In many works, when simulating the structure of the atmospheric boundary layer (ABL), processes and fields are parameterized using approaches based on the information about ground values of different meteorological parameters. In particular, the ABL height (we denote it as H_ABL) is estimated using ground values of the vertical turbulent heat flow, temperature variance, wind velocity or derivatives of it—the friction velocity (dynamic velocity), kinetic energy of turbulence and/or its dissipation rate, and so on (see, e.g., [1–9] and references therein). However, almost all studies emphasize that the technique for the determination of H_ABL should be refined in cases of temperature inversions.

By the boundary layer we mean the region with the presence of turbulent flows of heat and momentum without a clear separation of the spatiotemporal structure of these factors. Zones with an intense turbulent heat exchange (we denote the height of such zones as H_m) and an intense transfer of the momentum (H_R) overlap each other. The equality H_m = H_R is by no means always valid for them. It is clear that the condition H_ABL = max{H_m, H_R} must be satisfied. As a rule, the inequality H_m < H_R holds and, for this reason, it is usually assumed that H_ABL = H_R. This is corroborated by results of processing the experimental data obtained in the complex investigation of the ABL, e.g., with the use of lidars, radiosondes, and sodars [8–18]. In particular, lidars monitor regions with a high concentrations of aerosol which is redistributed mainly under the influence of wind turbulence. Therefore, lidar methods provide the estimate H_ABL = H_R. Results of radiosonde operations are used, e.g., for estimates of height profiles of the Richardson numbers. Their value determines the level above which the wind flow is considered as laminar. Therefore, this technique also yields the estimates H_ABL = H_R. Only sodars (meteorological acoustic locators) can at present provide a direct estimate of H_m.

### DATASET RECORDS
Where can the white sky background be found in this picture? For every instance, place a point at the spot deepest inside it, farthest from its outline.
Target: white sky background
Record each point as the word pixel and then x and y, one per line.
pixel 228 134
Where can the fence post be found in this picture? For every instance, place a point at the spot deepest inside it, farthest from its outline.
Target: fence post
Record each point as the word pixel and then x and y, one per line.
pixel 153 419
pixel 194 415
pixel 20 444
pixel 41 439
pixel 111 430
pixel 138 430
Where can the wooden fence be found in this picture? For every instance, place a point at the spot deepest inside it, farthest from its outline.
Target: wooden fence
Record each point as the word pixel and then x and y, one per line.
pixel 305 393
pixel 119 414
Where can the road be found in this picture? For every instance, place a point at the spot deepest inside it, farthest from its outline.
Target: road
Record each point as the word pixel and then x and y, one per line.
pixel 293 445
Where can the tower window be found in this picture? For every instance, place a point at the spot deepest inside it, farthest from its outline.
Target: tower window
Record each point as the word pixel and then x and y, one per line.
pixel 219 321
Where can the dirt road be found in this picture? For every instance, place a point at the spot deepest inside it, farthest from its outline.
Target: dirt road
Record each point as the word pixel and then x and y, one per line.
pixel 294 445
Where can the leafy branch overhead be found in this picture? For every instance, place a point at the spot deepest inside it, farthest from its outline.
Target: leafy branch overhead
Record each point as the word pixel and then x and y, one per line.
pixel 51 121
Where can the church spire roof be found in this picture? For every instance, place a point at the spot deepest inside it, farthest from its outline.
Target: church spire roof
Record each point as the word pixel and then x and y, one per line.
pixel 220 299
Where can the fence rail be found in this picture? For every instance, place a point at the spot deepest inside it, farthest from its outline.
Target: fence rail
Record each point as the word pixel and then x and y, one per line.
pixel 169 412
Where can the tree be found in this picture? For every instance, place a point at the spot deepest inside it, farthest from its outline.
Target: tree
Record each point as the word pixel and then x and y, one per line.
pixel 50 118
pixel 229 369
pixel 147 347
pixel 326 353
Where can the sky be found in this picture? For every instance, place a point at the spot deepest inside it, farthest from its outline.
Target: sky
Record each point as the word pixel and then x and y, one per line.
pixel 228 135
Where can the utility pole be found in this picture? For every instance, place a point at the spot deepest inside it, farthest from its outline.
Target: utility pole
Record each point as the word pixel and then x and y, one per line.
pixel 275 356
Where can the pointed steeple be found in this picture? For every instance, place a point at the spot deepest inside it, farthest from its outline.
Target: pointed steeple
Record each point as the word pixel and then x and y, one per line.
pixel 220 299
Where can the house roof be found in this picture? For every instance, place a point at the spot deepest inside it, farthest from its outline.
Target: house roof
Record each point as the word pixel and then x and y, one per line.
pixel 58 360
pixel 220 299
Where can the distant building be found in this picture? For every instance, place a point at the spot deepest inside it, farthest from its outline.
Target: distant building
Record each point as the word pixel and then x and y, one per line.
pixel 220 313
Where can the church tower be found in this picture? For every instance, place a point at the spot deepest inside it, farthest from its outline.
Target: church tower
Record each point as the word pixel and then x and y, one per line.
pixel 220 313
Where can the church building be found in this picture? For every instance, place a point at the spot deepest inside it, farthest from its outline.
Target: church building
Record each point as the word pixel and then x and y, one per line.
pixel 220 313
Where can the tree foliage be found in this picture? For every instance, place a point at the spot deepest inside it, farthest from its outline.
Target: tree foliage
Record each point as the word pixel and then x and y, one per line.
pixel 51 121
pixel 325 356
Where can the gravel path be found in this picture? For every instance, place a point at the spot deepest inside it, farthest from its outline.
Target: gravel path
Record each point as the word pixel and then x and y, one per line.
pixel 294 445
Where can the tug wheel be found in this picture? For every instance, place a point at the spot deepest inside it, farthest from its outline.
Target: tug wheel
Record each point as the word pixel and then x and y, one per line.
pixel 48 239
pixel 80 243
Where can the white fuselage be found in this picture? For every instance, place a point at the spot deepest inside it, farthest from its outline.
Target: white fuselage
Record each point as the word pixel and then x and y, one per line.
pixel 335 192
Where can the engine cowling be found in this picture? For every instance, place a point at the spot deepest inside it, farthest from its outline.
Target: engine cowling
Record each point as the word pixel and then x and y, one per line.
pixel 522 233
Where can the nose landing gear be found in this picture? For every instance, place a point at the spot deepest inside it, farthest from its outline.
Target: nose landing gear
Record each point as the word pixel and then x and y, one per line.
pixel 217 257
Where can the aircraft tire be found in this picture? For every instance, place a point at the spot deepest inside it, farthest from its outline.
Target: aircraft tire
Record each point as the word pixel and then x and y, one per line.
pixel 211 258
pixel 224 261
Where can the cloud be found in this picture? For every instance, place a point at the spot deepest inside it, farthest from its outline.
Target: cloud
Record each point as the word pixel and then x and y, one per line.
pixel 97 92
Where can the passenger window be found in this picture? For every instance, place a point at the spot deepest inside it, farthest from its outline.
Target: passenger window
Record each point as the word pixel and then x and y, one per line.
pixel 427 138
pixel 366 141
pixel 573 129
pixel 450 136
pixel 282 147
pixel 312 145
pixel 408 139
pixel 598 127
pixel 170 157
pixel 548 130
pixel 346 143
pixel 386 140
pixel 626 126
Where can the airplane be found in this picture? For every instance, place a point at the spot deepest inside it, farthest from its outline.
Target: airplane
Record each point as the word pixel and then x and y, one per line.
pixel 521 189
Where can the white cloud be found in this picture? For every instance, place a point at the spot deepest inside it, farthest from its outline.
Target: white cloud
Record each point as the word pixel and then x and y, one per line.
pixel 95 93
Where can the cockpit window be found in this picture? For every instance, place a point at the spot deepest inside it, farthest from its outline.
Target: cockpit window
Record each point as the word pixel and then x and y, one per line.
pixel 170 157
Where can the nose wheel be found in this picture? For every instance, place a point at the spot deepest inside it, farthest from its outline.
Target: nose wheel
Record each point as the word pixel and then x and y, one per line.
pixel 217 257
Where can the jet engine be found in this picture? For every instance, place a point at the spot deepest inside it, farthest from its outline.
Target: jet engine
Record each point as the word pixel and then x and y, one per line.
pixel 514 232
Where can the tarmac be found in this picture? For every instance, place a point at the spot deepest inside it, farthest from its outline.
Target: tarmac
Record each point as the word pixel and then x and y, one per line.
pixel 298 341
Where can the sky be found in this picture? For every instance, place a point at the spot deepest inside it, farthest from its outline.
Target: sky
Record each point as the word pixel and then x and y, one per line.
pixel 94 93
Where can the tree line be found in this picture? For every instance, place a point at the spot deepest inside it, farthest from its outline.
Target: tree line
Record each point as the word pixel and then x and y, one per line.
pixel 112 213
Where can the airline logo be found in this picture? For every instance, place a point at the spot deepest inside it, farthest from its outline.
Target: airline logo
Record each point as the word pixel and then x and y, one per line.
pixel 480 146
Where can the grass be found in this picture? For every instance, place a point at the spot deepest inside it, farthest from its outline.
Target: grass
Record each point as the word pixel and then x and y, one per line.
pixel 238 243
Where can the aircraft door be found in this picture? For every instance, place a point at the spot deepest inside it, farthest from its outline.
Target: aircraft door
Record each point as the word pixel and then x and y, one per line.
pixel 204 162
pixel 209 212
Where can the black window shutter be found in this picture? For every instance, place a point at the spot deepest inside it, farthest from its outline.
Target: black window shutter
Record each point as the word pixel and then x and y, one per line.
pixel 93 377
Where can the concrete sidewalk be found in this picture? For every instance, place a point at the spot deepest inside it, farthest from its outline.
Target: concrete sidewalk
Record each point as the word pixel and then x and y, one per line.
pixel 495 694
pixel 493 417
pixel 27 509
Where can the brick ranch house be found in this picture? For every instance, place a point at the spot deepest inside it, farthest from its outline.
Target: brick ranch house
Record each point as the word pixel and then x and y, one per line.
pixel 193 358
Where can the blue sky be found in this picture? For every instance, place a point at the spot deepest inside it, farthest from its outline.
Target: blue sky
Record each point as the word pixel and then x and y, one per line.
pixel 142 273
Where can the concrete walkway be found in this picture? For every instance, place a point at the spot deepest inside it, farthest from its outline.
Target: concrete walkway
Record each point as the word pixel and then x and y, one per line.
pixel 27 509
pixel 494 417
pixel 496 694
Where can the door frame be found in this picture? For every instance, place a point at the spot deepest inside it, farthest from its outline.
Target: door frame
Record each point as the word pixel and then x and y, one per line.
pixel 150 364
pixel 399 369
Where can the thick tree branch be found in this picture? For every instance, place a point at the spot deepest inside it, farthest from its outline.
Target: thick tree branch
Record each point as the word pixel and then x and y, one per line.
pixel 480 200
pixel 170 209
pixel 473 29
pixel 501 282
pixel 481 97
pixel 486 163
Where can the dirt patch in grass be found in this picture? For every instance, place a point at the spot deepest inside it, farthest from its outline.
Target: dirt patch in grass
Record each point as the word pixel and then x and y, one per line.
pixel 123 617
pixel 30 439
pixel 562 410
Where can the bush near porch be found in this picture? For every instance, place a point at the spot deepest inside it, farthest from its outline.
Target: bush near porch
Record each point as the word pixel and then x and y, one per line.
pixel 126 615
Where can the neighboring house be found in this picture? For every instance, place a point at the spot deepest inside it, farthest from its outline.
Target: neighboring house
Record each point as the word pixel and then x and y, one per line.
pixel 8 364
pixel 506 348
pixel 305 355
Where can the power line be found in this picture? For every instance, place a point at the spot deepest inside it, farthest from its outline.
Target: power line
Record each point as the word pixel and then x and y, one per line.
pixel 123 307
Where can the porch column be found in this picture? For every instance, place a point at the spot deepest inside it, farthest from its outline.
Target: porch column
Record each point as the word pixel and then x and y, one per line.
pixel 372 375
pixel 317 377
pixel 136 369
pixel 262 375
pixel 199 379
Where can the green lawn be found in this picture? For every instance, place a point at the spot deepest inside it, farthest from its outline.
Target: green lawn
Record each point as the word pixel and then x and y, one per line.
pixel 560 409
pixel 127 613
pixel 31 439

### AIM
In the passage on boundary layer height, which instrument is the only one that can currently give a direct estimate of H_m? Answer from the passage on boundary layer height alone, not from the rows.

### COMPLETE OUTPUT
Sodars (meteorological acoustic locators).